→ **What you need to do**:
Return the lines below word for word, beginning with the line that contains "task: outline the yellow bathtub" and continuing through the line that contains "[[[372,82],[369,167],[424,168],[430,77]]]", both of those lines included.

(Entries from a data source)
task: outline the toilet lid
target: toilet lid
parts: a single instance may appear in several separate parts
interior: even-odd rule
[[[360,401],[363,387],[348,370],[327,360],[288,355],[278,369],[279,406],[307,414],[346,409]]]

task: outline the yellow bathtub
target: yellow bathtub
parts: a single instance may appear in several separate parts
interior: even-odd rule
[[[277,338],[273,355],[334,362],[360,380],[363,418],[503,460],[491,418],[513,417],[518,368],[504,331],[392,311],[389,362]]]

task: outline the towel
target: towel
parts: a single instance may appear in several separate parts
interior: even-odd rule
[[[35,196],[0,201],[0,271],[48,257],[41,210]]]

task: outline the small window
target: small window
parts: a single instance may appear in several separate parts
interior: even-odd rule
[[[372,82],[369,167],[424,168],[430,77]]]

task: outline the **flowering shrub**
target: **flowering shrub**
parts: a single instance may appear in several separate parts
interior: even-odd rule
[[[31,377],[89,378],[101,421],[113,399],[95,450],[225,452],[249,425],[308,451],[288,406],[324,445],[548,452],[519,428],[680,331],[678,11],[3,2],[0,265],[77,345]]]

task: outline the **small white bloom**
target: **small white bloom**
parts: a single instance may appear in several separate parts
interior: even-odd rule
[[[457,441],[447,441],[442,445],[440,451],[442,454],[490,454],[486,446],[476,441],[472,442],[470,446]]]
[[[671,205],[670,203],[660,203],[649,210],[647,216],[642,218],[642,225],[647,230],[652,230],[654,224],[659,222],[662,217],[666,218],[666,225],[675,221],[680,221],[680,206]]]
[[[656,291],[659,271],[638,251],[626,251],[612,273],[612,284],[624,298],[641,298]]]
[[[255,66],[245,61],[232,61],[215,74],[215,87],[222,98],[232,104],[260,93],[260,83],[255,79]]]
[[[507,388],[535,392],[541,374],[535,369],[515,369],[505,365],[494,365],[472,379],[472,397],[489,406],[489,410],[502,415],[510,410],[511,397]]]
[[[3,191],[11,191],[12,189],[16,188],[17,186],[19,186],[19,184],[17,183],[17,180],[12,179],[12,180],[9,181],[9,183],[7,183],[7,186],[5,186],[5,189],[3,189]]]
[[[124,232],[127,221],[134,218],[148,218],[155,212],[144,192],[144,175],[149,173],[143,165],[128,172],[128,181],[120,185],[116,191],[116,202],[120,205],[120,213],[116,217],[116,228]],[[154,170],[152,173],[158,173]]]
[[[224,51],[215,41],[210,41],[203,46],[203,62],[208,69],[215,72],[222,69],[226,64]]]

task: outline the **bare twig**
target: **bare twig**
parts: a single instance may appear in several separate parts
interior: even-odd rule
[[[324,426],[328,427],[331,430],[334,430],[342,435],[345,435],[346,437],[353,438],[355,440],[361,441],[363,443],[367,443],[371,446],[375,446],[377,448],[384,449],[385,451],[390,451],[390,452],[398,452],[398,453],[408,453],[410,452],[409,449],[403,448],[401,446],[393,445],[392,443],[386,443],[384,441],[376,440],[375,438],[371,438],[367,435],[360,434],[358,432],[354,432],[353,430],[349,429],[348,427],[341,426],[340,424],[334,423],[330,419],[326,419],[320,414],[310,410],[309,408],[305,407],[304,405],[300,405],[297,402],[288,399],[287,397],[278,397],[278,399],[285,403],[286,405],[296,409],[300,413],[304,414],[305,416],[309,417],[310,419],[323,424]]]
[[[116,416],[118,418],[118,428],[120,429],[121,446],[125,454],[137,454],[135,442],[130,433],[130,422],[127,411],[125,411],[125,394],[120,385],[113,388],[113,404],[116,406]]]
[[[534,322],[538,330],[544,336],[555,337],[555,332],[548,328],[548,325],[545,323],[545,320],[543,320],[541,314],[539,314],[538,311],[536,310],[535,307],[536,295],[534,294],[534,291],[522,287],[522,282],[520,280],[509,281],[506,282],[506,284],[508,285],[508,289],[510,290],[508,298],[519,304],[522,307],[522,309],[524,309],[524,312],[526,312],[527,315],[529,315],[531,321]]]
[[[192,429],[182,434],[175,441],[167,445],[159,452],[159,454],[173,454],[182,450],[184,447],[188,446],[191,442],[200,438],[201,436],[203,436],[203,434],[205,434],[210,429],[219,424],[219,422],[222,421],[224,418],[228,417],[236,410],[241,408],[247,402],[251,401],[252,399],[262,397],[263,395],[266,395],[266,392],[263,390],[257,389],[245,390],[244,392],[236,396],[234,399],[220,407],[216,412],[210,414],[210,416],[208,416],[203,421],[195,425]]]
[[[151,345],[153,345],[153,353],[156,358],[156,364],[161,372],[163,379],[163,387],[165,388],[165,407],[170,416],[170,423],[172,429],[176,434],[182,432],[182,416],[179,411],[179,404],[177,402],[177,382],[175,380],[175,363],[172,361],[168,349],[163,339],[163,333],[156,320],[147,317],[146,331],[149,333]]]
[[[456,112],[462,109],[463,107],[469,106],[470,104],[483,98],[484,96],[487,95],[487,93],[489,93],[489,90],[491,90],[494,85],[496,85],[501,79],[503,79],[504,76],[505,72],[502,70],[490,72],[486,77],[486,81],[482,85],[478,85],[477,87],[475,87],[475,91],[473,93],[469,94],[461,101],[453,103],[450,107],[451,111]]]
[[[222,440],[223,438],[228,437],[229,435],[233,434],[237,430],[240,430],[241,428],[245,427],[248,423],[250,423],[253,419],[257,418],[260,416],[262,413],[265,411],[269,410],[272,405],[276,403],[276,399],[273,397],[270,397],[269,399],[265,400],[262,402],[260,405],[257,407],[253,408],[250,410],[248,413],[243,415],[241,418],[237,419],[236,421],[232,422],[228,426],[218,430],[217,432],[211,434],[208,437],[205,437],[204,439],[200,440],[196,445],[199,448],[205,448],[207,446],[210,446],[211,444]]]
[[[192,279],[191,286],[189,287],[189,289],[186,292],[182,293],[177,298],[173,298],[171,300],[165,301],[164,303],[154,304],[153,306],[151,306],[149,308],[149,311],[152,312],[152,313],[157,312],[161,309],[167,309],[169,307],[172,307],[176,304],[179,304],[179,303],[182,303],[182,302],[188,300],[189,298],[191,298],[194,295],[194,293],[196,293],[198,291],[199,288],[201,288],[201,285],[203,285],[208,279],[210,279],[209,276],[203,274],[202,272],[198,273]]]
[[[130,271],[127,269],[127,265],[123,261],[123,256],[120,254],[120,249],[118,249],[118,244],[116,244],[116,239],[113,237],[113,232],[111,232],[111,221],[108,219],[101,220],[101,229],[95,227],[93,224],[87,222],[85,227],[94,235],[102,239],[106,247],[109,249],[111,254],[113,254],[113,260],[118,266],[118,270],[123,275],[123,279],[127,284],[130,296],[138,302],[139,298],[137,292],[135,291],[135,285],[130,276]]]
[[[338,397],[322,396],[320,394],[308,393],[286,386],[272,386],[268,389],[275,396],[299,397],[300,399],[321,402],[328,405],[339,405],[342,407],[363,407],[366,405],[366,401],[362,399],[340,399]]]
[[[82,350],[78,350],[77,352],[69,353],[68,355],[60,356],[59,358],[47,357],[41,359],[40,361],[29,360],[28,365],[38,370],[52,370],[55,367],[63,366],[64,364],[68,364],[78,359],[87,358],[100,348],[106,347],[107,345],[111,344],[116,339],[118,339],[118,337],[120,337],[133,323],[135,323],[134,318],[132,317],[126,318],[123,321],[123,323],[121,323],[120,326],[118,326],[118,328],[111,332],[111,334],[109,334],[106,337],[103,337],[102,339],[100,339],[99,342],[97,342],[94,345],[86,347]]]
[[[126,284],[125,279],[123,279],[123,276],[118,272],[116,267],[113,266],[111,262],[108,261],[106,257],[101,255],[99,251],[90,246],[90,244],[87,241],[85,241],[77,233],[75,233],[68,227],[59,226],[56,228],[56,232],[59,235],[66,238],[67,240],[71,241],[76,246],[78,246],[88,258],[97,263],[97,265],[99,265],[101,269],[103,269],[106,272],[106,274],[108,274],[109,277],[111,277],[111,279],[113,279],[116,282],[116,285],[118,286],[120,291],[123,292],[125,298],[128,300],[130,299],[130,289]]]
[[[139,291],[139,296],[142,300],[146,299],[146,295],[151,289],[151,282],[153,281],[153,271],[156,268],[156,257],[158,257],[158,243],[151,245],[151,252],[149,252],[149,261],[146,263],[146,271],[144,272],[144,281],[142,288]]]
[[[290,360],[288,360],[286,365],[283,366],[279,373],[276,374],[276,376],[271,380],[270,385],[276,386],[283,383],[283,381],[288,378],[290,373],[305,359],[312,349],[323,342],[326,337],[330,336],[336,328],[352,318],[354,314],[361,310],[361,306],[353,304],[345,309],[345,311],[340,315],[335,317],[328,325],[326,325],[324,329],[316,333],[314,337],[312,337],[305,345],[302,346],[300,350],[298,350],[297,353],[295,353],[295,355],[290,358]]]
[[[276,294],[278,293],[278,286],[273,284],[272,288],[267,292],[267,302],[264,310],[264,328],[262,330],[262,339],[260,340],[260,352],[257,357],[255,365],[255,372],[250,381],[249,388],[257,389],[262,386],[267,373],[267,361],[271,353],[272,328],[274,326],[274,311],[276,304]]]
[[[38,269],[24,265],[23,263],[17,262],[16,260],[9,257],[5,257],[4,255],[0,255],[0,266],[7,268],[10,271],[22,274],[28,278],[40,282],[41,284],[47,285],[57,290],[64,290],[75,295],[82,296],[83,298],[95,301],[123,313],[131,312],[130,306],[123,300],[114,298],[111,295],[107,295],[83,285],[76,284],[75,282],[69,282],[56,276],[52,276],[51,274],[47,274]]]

→ **Exercise result**:
task: outline the yellow bathtub
target: yellow bathtub
parts: a single instance may appear in several separate parts
interior: even-odd rule
[[[277,338],[273,355],[334,362],[360,380],[363,418],[503,460],[491,418],[513,417],[518,368],[504,331],[392,311],[389,362]]]

task: outline the towel
target: towel
parts: a single instance may appear in several separate parts
interior: even-odd rule
[[[35,196],[0,201],[0,271],[48,257],[41,210]]]

task: outline the small window
target: small window
parts: a single instance may appear in several separate parts
interior: even-odd rule
[[[372,82],[369,167],[424,168],[430,77]]]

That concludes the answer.